[WRITTEN REQUEST] Quote every line of the records below word for word, with no changes.

(Collected data entries)
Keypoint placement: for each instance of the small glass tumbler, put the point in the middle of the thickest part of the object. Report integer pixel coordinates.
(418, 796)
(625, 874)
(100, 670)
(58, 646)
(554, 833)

[TASK RESPONSE]
Keypoint placement: for each instance of the small glass tumbler, put the point in the middle of the thickest part of the object. Report integer pixel coordinates.
(418, 796)
(625, 874)
(100, 670)
(58, 646)
(554, 833)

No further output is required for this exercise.